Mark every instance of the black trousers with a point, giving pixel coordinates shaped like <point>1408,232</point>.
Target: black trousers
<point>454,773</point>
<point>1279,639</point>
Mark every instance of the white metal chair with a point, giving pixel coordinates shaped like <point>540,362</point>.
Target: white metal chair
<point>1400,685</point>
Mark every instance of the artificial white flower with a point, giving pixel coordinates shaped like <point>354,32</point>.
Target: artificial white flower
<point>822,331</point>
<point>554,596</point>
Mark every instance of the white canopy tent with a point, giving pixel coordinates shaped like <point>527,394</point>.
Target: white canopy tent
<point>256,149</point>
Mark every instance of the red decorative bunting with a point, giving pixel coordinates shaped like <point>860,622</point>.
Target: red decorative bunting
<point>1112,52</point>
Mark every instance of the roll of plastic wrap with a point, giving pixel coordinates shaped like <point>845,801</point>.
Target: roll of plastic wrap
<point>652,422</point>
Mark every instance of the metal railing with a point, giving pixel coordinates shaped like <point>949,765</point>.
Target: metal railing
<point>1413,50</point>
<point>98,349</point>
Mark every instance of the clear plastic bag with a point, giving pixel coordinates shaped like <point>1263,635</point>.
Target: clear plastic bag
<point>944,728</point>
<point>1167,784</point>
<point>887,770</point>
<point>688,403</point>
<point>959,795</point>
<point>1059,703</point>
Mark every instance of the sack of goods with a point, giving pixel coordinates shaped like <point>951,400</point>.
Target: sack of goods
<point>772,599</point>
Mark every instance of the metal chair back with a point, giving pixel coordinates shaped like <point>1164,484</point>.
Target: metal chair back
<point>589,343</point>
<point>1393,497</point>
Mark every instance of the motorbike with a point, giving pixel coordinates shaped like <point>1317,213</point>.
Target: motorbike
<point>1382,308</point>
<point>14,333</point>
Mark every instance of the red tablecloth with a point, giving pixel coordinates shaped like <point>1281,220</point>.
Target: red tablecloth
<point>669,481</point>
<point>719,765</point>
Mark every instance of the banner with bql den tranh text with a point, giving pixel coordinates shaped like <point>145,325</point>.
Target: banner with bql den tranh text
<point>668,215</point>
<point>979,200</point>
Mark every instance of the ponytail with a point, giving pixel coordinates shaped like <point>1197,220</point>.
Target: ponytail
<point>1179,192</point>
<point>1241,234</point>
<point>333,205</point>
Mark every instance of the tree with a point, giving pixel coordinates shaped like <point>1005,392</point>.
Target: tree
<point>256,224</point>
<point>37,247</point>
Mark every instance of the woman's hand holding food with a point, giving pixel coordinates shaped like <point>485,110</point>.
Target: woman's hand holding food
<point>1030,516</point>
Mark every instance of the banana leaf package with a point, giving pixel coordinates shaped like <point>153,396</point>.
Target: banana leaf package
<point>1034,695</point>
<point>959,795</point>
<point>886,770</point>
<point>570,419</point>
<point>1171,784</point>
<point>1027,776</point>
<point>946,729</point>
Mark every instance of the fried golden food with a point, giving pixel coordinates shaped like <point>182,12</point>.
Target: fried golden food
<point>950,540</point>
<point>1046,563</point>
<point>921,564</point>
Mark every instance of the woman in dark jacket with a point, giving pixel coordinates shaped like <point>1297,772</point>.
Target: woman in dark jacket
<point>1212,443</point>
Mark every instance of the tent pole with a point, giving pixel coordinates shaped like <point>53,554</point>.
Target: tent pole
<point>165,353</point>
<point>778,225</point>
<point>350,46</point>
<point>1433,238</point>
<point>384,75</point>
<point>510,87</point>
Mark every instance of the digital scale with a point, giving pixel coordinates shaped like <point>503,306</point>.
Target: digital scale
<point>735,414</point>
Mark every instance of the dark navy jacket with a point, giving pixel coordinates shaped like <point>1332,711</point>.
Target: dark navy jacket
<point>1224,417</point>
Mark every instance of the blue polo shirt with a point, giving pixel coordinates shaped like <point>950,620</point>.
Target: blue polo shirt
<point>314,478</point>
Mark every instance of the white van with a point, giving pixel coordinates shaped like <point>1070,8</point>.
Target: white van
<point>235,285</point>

= What the exercise asks =
Reproduce, with no other lines, the one containing "Mark every instance of the digital" and all lines after it through the end of the data above.

= Answer to this exercise =
Mark every instance of the digital scale with a point, giving pixel coordinates shaped like <point>503,306</point>.
Target: digital scale
<point>735,414</point>
Mark every instance of the dark navy jacket with a point, giving pixel coordinates shaped like <point>1332,711</point>.
Target: dark navy jacket
<point>1224,417</point>
Mark every instance of the blue polo shirt with a point, giving pixel coordinates shaped like <point>950,620</point>.
Target: blue polo shirt
<point>314,478</point>
Mark every instance of the white van with a point, giving pixel coordinates shaped like <point>1070,8</point>.
Target: white van
<point>235,285</point>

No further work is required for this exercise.